Stated goal: Reproduce each line exactly, including spacing and punctuation.

Data entries:
----------
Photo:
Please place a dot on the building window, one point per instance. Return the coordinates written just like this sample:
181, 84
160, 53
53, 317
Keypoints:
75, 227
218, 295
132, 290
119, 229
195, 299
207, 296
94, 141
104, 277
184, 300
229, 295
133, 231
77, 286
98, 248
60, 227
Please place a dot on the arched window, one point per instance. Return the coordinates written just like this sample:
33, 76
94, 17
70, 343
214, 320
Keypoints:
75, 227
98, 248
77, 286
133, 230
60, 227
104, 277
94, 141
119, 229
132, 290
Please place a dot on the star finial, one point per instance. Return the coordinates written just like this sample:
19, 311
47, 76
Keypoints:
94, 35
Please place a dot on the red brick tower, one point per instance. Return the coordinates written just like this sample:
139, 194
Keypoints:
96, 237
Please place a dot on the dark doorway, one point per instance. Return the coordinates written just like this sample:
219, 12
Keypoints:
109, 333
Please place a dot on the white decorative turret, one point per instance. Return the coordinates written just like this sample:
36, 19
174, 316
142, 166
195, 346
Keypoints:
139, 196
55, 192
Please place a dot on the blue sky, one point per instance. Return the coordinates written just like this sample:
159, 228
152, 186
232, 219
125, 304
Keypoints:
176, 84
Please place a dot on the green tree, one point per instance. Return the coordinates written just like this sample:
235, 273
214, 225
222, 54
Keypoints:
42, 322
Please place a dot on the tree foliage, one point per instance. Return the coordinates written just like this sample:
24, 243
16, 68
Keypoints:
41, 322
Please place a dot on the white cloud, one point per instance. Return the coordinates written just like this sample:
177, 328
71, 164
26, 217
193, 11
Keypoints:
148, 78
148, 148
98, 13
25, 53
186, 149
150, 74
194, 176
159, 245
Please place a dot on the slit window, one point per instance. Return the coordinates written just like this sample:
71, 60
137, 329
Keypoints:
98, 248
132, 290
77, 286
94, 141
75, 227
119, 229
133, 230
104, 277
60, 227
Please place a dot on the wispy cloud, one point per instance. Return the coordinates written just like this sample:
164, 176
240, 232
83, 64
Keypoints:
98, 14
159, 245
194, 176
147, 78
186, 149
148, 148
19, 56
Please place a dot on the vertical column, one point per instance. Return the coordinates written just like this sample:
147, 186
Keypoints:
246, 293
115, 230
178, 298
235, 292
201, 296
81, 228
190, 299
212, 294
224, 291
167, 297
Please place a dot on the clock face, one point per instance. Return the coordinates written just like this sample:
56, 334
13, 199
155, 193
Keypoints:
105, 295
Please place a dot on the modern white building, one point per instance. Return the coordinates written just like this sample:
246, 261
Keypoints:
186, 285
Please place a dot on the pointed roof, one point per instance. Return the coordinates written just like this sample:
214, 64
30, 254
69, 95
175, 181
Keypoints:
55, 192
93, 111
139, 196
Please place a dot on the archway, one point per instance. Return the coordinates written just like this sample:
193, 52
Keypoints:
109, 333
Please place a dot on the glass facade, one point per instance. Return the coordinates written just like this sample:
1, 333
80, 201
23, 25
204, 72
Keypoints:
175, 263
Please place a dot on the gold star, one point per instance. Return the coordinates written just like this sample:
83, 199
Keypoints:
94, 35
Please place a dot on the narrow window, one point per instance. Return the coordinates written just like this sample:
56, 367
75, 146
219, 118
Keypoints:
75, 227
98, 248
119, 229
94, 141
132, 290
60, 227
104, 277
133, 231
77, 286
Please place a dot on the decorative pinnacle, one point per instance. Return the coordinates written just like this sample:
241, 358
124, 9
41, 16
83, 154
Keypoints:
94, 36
----------
Written response:
Photo:
Please place a dot on the building window, one point per instance. Return the coordinates written just like this sample:
181, 84
160, 53
53, 317
Keypoints:
75, 227
218, 295
132, 290
119, 229
195, 299
207, 296
94, 141
104, 277
184, 300
229, 295
133, 231
77, 286
98, 248
60, 227
Please place a dot on the arched window, one point per instance. Return the coordinates written just like this sample:
33, 76
94, 17
70, 343
214, 320
Keypoints:
75, 227
98, 248
77, 286
133, 230
60, 227
104, 277
94, 141
119, 229
132, 290
Please place a dot on the star finial, one point per instance. Return the coordinates written just like this sample:
19, 311
47, 76
Keypoints:
94, 35
Please place a dot on the red brick tower, one point per instance. Return the coordinates written just like this sample:
139, 194
Keypoints:
96, 237
Please place a dot on the dark doorway, one point per instance. Return the coordinates written just like this sample:
219, 12
Keypoints:
109, 333
Please place a dot on the white decorative turret, one point per instance. Return the coordinates written just like this sample:
36, 19
174, 316
142, 166
195, 346
Keypoints:
139, 196
55, 192
Please place a dot on the blue sky, one point per instance. Return the coordinates written just like this sample:
159, 228
152, 186
232, 219
125, 304
Keypoints:
176, 84
Please place a dot on the green tree, one point per instance. Return the coordinates written just like this sample:
235, 273
214, 225
222, 54
Keypoints:
42, 322
Please place a dot on the tree foliage, one point per instance. Return the coordinates written just like this sample:
24, 243
16, 68
Keypoints:
41, 322
Please place a dot on the white cloud, one point per instance. Return the coordinates written just like this sample:
177, 328
71, 164
26, 217
193, 11
Keypoints:
148, 78
148, 148
98, 13
25, 53
186, 149
150, 74
194, 176
159, 245
Please place a dot on the slit window, one point per instance. Return the coordinates written just like this sample:
71, 60
137, 329
Keypoints:
98, 248
132, 290
77, 286
94, 141
75, 227
119, 229
133, 230
104, 277
60, 227
Please place a dot on the wispy cloud, one point per instance. Return the coordinates written just like this sample:
164, 176
240, 232
83, 64
Keypoints:
98, 14
159, 245
194, 176
147, 78
186, 149
148, 148
19, 56
Please place a dot on the vertical column, one point per instance. Return the coordinates written just like this sample:
147, 186
Keypoints:
246, 293
115, 230
178, 298
235, 292
201, 296
81, 228
190, 299
212, 294
224, 291
167, 297
Please place a dot on the clock face, one point per instance. Return the coordinates written just like this sample:
56, 334
13, 199
155, 193
Keypoints:
105, 295
Please place a dot on the modern white building, one point per instance. Return the coordinates written just like this sample:
246, 261
Keypoints:
186, 285
Please place a dot on the pointed roof, one point per instance. Return the coordinates written just like this sample:
214, 64
30, 254
69, 95
175, 181
Keypoints:
55, 192
93, 111
139, 196
Please place a dot on the archway, one point per instance. Return the coordinates written just like this sample:
193, 52
Keypoints:
109, 333
Please place a dot on the glass facade, one point per instance. Return the coordinates written just like this sample:
1, 333
80, 201
23, 25
204, 72
Keypoints:
175, 263
Please place a dot on the gold star, one point per instance. Return the coordinates written just like this sample:
83, 199
Keypoints:
94, 35
Please place a dot on the narrow window, one point per instance. Return the coordinates written just like this sample:
56, 367
75, 146
219, 118
Keypoints:
75, 227
98, 248
119, 229
94, 141
132, 290
60, 227
104, 277
133, 231
77, 286
Please place a dot on the decorative pinnacle, one point per instance. Return the coordinates written just like this sample:
241, 358
124, 9
41, 16
83, 154
Keypoints:
94, 36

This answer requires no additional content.